>> Start ENTRIES SUPPLIED

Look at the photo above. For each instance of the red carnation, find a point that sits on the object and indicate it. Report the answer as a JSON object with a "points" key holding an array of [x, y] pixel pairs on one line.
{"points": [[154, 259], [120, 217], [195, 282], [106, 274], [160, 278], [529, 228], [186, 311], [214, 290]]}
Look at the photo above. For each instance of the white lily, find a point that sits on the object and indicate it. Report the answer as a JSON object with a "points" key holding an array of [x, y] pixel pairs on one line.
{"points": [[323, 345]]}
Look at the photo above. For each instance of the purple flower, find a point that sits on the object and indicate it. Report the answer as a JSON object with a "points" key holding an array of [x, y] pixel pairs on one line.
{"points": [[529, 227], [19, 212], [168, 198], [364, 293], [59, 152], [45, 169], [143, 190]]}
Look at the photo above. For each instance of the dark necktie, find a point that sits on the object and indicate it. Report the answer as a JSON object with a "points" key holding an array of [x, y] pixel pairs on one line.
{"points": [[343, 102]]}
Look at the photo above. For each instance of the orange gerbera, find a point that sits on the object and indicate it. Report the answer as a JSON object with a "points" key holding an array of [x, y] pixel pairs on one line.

>> End ENTRIES SUPPLIED
>> Start ENTRIES SUPPLIED

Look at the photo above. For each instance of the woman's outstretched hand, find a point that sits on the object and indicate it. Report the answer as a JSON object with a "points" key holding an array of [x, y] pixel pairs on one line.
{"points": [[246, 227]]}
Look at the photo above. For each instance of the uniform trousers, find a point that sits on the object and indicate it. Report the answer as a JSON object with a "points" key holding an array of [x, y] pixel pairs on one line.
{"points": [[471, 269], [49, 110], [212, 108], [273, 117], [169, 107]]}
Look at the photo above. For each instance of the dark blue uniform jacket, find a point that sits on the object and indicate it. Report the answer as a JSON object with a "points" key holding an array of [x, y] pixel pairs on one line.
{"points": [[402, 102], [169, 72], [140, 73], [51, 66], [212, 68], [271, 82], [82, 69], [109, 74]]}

>> End ENTRIES SUPPLIED
>> Start ENTRIES SUPPLIED

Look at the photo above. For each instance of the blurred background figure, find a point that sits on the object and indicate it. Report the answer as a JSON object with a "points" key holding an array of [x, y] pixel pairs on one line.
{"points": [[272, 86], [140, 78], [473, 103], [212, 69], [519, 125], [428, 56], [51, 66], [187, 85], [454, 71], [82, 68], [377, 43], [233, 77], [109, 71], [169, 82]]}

>> End ENTRIES SUPPLIED

Reproduce verbatim the part of the records that opens with the line containing "Look at the photo above. For each instance of the purple" and closes with the line containing "Look at the photo above. For each instance of the orange", including both of those lines.

TASK RESPONSE
Look at the photo above. For each instance of the purple flower, find a point that sits on the object and indicate it. Report the answer as a JSON object with a "points" key holding an array of [x, y] pixel pairs on one line.
{"points": [[529, 227], [19, 212], [168, 198], [364, 293], [59, 152], [45, 169], [143, 190]]}
Look at the photo above. For each instance of the dark necktie, find a point that sits on the object and indicate it. Report the answer as a JSON object with a "points" key holding an array of [x, y] pixel pairs on one line.
{"points": [[343, 102]]}
Look at the photo above. For each instance of the orange gerbera, find a point that sits on the object and indicate it. Report the answer as a JSON object with a "points" key holding an array of [x, y] pixel pairs on one line.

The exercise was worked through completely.